DATASET:

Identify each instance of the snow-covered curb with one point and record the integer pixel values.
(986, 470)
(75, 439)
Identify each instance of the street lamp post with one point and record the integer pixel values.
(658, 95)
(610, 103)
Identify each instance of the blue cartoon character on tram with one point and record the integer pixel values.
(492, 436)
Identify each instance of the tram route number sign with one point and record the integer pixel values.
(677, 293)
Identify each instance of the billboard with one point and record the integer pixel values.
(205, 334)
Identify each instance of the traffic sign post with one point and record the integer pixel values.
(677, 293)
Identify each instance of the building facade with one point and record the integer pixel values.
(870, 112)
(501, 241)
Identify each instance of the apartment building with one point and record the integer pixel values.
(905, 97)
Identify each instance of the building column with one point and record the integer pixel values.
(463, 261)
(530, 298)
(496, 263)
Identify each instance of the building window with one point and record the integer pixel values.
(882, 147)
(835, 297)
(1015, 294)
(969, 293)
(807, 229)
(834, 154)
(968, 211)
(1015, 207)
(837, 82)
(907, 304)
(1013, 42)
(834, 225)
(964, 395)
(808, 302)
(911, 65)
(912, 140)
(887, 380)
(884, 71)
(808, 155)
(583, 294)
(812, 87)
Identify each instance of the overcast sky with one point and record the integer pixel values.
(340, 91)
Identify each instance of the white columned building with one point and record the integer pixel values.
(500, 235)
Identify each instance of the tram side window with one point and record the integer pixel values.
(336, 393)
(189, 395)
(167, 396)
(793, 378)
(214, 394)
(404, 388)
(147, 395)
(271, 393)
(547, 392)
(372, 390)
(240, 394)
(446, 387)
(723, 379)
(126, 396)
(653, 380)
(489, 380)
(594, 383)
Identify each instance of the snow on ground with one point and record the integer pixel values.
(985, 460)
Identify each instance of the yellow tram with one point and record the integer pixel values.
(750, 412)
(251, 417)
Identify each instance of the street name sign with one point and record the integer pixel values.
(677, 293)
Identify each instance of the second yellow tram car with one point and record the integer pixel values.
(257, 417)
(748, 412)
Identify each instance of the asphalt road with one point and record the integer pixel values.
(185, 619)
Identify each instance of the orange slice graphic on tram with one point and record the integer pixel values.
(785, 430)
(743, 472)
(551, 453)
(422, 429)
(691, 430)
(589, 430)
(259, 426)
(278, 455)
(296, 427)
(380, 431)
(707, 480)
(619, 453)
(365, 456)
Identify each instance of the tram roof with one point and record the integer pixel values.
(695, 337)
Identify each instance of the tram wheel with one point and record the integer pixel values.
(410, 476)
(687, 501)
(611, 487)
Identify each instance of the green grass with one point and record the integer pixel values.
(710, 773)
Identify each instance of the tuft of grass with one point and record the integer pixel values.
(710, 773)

AIM OF THE TASK: Reproduce the material in full, with no word added or dropped.

RESULT OF THE TASK:
Identify each instance of the snow-covered curb with one point and record the integer pixel values.
(986, 470)
(75, 439)
Identify each instance of the street lamp post with one point and record the integer pixel values.
(658, 95)
(610, 103)
Identify each instance of the blue cartoon character on tram with one point and record the integer pixel values.
(492, 436)
Identify each instance of the tram route number sign with one point and record the integer pixel values.
(677, 293)
Identify each instance of the billboard with one point and record the integer pixel values.
(205, 334)
Identify each instance of the traffic sign post with one point and record the integer pixel values.
(677, 293)
Identify each instance of the building facade with one point and record the integer pixel values.
(870, 112)
(501, 241)
Identify each instance of the apartment building with one point and record the integer pixel values.
(905, 97)
Identify each instance of the building column with one point and record the integer pixel values.
(463, 261)
(530, 298)
(496, 263)
Identify each instance of the building window with one point and record the integer pixel values.
(882, 147)
(835, 297)
(1015, 294)
(969, 293)
(807, 229)
(834, 154)
(968, 211)
(1015, 207)
(837, 82)
(907, 304)
(1013, 42)
(834, 225)
(964, 395)
(808, 302)
(911, 65)
(912, 140)
(887, 380)
(884, 71)
(808, 155)
(583, 294)
(812, 87)
Identify each instance of the overcast sky with one point and record the integer pixel values.
(340, 91)
Identify each instance of the white columned building with one point and record the integer pixel values.
(500, 235)
Identify each instance of the tram side window with one point and record the integer pixel values.
(336, 393)
(189, 395)
(167, 396)
(793, 378)
(214, 394)
(404, 388)
(147, 395)
(271, 393)
(547, 392)
(372, 390)
(240, 394)
(446, 387)
(723, 379)
(126, 396)
(653, 380)
(489, 380)
(594, 383)
Identify each instance of the snow on ground with one point and record the integer pixel values.
(985, 460)
Identify each instance of the yellow tram with one point and record the integer pixel values.
(750, 412)
(251, 417)
Identify each instance of the street name sign with one point and record the integer pixel values.
(677, 293)
Identify each instance of the second yellow tram car with one point and record the integer pixel values.
(257, 417)
(748, 412)
Identify each instance of the asphalt road with one point and record the integer pixel values.
(185, 619)
Identify each instance of the orange slice graphic on tram with one point and record the integer pixel values.
(785, 430)
(743, 472)
(551, 453)
(422, 429)
(691, 430)
(589, 430)
(259, 426)
(278, 455)
(296, 427)
(380, 431)
(707, 480)
(619, 453)
(365, 456)
Identify each instance of the tram roof with one point and record the integer pixel values.
(695, 337)
Identify each instance of the tram wheel with one point and record the integer pixel values.
(410, 476)
(687, 501)
(611, 487)
Identify each instance of the green grass with one point and record the integer pixel values.
(710, 773)
Identify each instance of the tuft of grass with one point and record the integer pixel values.
(710, 773)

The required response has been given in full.